> REQUIRED TASKS
[A] In the article on SUSTech's College of Engineering, when was the college established?
[B] What are all the counts that the article on SUSTech's College of Engineering gives for the college's departments, labs, programs and degrees?
[C] Continue the article on SUSTech's College of Engineering from where it stops.

SUSTech / What they say

Dean of College of Engineering

SUSTech |  Updated:2019-07-11

Since its establishment Southern University of Science and Technology (SUSTech) has been a leader in the development of engineering disciplines. Its adherence to world-class university standards has required it to focus on the forefront of discipline development and departmental construction.

With ten engineering-focused departments and schools, six provincial and 23 municipal key labs and various other institutions within its domain, the College of Engineering has been providing interdisciplinary research and educational opportunities both internally and across the SUSTech campus since its establishment in May 2015.


By breaking down barriers between different engineering disciplines, university resources are more effectively coordinated to generate interdisciplinary innovation in conjunction with industry-university research platforms to better serve society. Currently, the college provides 15 undergraduate programs, and grants one doctoral degree and two master’s degrees.

How can higher engineering education become a “powerful engine” for national innovation-driven development? In the context of the new era, how will the college develop a first-class discipline that empowers SUSTech students to serve Shenzhen and the Greater Bay Area? To find some answers we interviewed Professor Xu Zhenghe, Dean of the College of Engineering.

Records from a collection:
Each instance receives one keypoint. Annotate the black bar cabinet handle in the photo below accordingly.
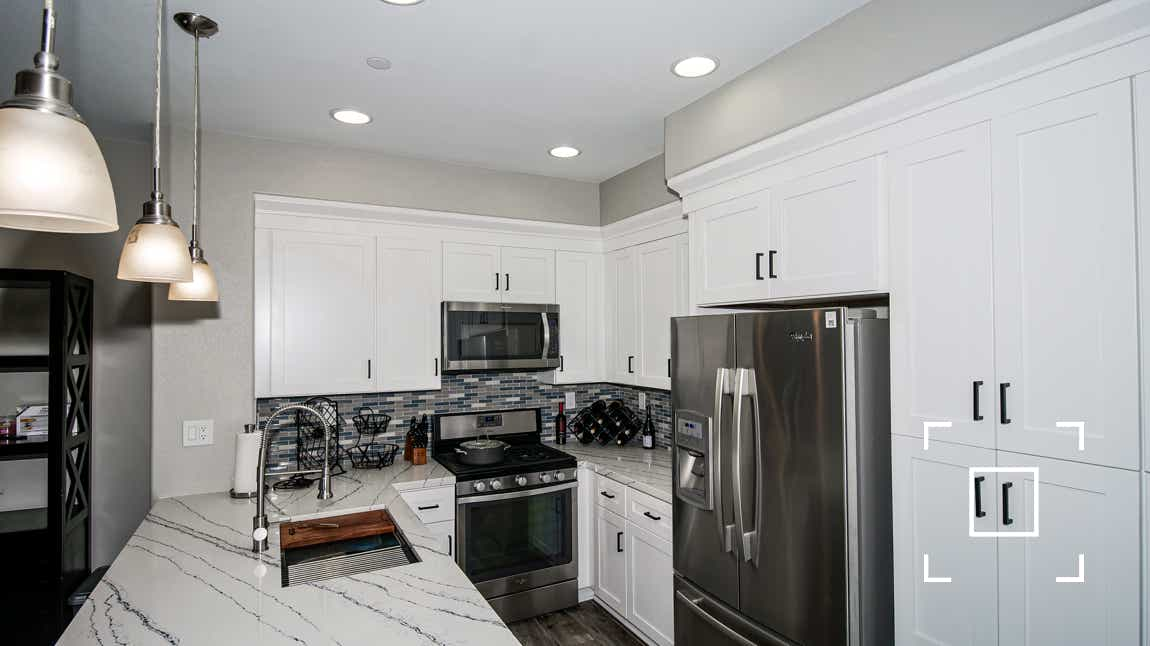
(979, 513)
(978, 407)
(1002, 402)
(1006, 518)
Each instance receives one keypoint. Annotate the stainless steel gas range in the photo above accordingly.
(515, 521)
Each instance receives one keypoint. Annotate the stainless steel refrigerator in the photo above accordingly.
(782, 520)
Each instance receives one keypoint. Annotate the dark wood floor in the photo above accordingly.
(582, 625)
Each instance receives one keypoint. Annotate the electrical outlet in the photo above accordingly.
(198, 432)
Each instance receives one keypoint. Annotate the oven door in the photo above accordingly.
(518, 540)
(491, 336)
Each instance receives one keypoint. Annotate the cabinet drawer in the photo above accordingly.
(432, 505)
(649, 513)
(611, 494)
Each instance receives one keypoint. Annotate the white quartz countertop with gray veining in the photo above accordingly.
(644, 469)
(188, 576)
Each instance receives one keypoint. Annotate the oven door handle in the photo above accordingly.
(513, 494)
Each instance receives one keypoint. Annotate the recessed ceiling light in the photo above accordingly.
(378, 62)
(564, 152)
(347, 115)
(695, 67)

> RESPONSES BY TASK
[A] May 2015

[B]
- Ten engineering-focused departments and schools
- Six provincial key labs
- 23 municipal key labs
- 15 undergraduate programs
- One doctoral degree
- Two master's degrees

[C]
Xu was selected as the college’s founding Dean. His achievements include being a Fellow of the Canadian Academy of Engineering and the Royal Society of Canada, and numerous awards in Canada and China. From 1997 to 2016, he was an associate professor and tenured professor in the Department of Chemistry and Materials Engineering, University of Alberta, Canada. He joined SUSTech in 2017 as Dean of the College of Engineering and Chair Professor in the Department of Materials Science and Engineering.

For many years, he has been engaged in the research of interfacial science and surface chemistry as applied to natural resources processing and utilization. He has published more than 481 scientific journal papers, which have been cited over 13,000 times, with an h-index of 55. To date, Xu has been issued seven patents, and has published one monograph and two scientific books. He has also written 12 chapters for different books.

With an eye to developing “emerging engineering education” for the College of Engineering, Xu believes that his experience of industry-university collaboration and interdisciplinary research were two of the key reasons behind his being hired by SUSTech.

“I have conducted research with many companies in Canada. Now, on behalf of the college, I can integrate the strengths of each department and transform their basic research results into applications.”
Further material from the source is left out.